If you own a cell phone, a laptop or an MP3 player, then it actually has quite a lot to do with you. By purchasing products such as these, which contain conflict minerals, you are funding these mass atrocities.
Here's some background. Five million people are purported to have died during the seven years of conflict in the Democratic Republic of the Congo (DRC) between 1998 and 2003, making it the deadliest war since World War II. Despite several peace agreements since then, the violence is far from over. In eastern Congo, which includes the provinces of North and South Kivu, the prevalence of rape and sexual violence has been described as the worst in the world. According to the aid organization Oxfam International, there are as many as 200,000 rape survivors living in the Congo today. Additionally, the Genocide Intervention Network estimates that there are 2.1 million people displaced within the DRC. Since January 2009, at least 900,000 thousand people have had to flee their homes and 1,433 civilians have been killed in the provinces of North and South Kivu.
What funds this deadly conflict? Conflict minerals.
Conflict minerals are the "three T's" — tin, tungsten, tantalum — and gold. By trading in these minerals, armed groups in the Congo earn hundreds of millions of dollars a year, which they use to fuel a campaign of violence against civilians and to purchase weapons. Virtually all the consumer electronics we buy are made using these "conflict minerals."
We are all complicit.
However, I am not advocating that we abandon our electronics altogether. Instead, I want us to channel our complicity into action as consumers. By putting pressure on corporations and our government, we can help to eliminate conflict minerals from the market and stem the tide of violence in the Congo by cutting off a major source of financing for armed groups.
Actions such as these are not unprecedented. Just a decade ago, wars in Sierra Leone, Angola and Liberia were being fueled by the illegal trade in blood diamonds. After an outcry from the international community, a comprehensive certification system known as the Kimberley Process was implemented. This significantly reduced the blood diamond trade, and today, those countries are considerably more stable.

## SOURCE MATERIAL:
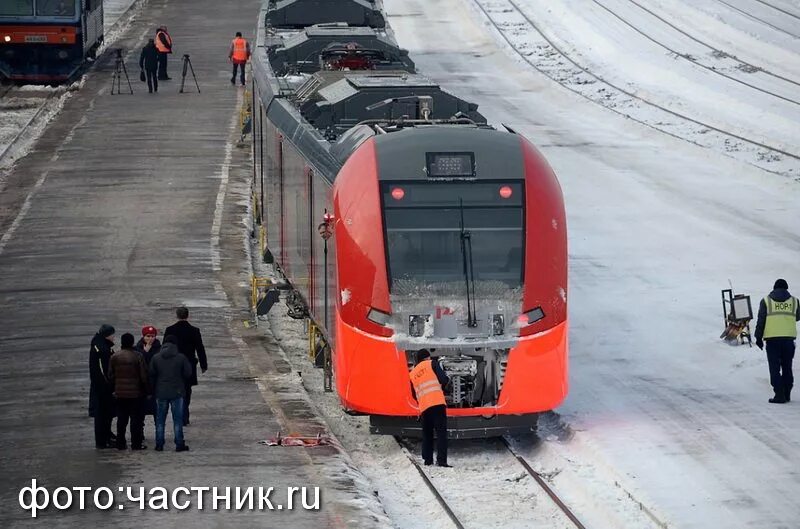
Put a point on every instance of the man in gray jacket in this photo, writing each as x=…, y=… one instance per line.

## EXERCISE REQUIREMENTS:
1: Copy the text on conflict minerals between "If you own a" and "these mass atrocities.", inclusive.
2: Answer these questions from the text on conflict minerals:
(a) According to Oxfam International, how many rape survivors live in the Congo today?
(b) Which four minerals count as conflict minerals?
(c) What certification system was put in place to curb the trade in blood diamonds?
3: In one to three sentences, explain why the text on conflict minerals calls for putting pressure on corporations and the government.

## SOLUTION LIST:
1:
If you own a cell phone, a laptop or an MP3 player, then it actually has quite a lot to do with you. By purchasing products such as these, which contain conflict minerals, you are funding these mass atrocities.

2:
(a) As many as 200,000.
(b) Tin, tungsten, tantalum and gold.
(c) The Kimberley Process.

3: Such pressure can help remove conflict minerals from the market. That would cut off a major source of financing for armed groups and help stem the violence in the Congo.